(Dataset excerpts on object pointing)
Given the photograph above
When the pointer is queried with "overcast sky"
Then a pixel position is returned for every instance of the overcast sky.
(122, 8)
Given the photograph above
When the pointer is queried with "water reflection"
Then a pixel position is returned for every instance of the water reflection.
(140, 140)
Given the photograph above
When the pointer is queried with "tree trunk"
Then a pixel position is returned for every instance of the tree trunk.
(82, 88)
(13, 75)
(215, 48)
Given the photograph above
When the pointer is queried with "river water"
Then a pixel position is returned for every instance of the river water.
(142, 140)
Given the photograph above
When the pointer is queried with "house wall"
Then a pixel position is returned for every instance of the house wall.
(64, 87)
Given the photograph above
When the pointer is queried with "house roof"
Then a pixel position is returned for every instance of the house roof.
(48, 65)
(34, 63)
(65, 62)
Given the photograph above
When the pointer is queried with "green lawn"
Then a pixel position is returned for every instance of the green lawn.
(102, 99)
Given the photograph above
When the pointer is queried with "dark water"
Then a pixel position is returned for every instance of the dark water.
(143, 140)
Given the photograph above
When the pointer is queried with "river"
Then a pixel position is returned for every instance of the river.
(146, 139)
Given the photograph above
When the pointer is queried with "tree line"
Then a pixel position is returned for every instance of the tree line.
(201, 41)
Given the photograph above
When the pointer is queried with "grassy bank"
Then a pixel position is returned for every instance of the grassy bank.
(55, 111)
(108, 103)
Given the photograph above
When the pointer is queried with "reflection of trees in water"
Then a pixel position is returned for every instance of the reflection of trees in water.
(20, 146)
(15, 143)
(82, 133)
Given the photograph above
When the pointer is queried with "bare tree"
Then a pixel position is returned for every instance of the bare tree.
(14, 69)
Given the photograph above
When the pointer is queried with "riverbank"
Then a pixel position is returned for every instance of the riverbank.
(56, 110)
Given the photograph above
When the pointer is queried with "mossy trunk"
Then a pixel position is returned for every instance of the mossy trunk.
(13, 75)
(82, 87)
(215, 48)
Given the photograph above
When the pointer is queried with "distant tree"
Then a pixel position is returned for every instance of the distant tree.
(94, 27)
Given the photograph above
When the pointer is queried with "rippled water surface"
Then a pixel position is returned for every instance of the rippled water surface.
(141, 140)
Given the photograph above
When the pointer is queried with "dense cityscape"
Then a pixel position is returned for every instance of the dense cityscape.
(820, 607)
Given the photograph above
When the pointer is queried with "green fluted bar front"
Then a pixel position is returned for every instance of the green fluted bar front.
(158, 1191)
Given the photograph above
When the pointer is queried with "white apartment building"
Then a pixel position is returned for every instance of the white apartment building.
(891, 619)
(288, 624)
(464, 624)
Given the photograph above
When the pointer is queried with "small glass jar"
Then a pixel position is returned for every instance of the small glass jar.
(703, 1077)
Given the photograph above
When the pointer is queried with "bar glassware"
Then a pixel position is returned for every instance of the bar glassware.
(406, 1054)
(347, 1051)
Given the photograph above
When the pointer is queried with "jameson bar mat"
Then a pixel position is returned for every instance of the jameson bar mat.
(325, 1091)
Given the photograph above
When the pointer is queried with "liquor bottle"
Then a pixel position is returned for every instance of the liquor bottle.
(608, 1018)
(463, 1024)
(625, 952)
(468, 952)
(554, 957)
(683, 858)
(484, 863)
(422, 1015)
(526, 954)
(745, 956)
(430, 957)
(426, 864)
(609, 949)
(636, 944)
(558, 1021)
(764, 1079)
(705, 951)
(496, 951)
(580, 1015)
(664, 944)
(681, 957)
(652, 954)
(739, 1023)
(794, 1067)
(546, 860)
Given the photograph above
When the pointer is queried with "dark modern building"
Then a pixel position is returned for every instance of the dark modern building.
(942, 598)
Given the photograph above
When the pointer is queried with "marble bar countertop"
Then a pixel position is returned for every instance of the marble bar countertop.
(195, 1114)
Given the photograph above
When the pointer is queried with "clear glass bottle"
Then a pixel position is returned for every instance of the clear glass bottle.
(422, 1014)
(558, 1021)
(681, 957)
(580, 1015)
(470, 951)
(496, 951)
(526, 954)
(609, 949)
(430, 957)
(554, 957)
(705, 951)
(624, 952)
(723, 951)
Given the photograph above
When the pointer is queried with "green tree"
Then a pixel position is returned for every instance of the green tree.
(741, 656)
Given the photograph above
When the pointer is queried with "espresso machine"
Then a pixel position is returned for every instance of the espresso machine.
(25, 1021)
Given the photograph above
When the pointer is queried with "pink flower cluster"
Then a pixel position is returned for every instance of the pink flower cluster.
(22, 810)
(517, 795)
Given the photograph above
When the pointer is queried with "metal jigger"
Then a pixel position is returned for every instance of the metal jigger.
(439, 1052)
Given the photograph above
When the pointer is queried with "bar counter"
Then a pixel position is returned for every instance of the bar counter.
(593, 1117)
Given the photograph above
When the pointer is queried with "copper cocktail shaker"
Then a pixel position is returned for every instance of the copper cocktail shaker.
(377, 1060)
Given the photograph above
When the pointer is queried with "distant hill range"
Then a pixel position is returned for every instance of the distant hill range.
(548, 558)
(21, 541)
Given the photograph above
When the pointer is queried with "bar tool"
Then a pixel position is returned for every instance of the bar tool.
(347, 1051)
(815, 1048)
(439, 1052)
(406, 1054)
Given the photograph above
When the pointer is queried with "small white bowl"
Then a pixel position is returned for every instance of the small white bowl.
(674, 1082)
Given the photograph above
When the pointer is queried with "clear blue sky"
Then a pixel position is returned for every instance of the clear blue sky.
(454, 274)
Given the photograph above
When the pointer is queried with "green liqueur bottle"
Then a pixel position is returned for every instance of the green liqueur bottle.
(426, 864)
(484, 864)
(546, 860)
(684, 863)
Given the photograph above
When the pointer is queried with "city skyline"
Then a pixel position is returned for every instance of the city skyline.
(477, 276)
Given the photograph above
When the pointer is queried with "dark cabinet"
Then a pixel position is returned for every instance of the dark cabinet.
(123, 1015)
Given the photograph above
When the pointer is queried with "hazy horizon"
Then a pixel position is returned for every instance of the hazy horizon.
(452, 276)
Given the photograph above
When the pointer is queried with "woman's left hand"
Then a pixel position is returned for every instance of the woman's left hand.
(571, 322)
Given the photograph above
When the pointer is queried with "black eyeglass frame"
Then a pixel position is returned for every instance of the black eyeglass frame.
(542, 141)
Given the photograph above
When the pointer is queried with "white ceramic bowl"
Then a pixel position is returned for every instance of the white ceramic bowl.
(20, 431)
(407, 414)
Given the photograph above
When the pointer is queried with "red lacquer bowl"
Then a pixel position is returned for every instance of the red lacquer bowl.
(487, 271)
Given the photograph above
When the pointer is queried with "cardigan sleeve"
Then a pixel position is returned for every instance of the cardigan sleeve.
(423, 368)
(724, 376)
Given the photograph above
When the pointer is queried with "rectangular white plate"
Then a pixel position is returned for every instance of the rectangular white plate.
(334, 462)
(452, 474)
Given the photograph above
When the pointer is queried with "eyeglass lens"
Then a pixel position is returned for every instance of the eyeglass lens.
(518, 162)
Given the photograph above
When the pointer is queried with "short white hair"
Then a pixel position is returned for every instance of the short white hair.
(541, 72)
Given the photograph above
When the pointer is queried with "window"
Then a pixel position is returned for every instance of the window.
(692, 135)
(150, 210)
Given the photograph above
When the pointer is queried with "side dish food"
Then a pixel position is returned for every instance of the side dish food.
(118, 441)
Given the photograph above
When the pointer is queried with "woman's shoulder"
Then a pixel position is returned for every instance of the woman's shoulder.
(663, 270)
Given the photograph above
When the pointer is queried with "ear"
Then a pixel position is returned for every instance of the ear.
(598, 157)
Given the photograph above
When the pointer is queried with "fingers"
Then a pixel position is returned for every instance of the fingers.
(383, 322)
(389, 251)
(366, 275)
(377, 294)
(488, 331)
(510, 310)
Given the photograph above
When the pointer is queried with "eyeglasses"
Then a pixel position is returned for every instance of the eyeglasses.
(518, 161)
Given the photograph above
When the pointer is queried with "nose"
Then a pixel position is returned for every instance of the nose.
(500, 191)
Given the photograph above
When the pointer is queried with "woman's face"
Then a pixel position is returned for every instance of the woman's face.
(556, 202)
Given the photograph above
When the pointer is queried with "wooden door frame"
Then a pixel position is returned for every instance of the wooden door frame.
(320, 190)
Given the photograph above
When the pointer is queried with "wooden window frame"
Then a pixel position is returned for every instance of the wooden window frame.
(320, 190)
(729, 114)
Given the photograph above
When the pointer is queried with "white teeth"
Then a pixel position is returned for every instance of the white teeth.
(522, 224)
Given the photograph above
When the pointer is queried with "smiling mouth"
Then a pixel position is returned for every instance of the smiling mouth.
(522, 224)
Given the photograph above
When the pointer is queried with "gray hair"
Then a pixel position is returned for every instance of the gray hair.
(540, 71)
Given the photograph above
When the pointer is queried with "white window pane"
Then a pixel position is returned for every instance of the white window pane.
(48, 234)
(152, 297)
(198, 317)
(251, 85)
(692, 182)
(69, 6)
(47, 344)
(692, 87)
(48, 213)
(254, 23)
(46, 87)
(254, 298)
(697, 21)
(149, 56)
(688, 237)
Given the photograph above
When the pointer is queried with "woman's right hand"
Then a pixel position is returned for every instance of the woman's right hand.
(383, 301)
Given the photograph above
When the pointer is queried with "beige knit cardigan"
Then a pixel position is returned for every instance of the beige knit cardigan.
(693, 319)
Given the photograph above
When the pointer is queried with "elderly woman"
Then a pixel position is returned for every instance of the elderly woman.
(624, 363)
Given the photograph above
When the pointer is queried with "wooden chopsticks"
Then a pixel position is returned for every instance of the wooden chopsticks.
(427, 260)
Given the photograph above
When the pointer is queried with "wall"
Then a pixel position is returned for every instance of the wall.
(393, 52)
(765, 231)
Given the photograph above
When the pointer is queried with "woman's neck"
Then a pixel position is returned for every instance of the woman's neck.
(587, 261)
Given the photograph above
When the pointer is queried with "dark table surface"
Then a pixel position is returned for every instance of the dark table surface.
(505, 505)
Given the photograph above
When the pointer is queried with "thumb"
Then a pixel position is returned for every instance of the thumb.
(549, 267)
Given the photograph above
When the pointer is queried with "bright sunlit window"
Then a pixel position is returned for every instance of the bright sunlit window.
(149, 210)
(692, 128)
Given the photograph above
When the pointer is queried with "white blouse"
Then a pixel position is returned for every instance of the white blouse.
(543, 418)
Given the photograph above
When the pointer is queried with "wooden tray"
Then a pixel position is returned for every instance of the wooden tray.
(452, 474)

> _TASK PROMPT_
Gather each line above that contains the string "tool" and copy every one of them out in full.

> _FINISHED TASK_
When the pointer is queried with "bar tool"
Then a pixel position is returned for every instance of the bar tool.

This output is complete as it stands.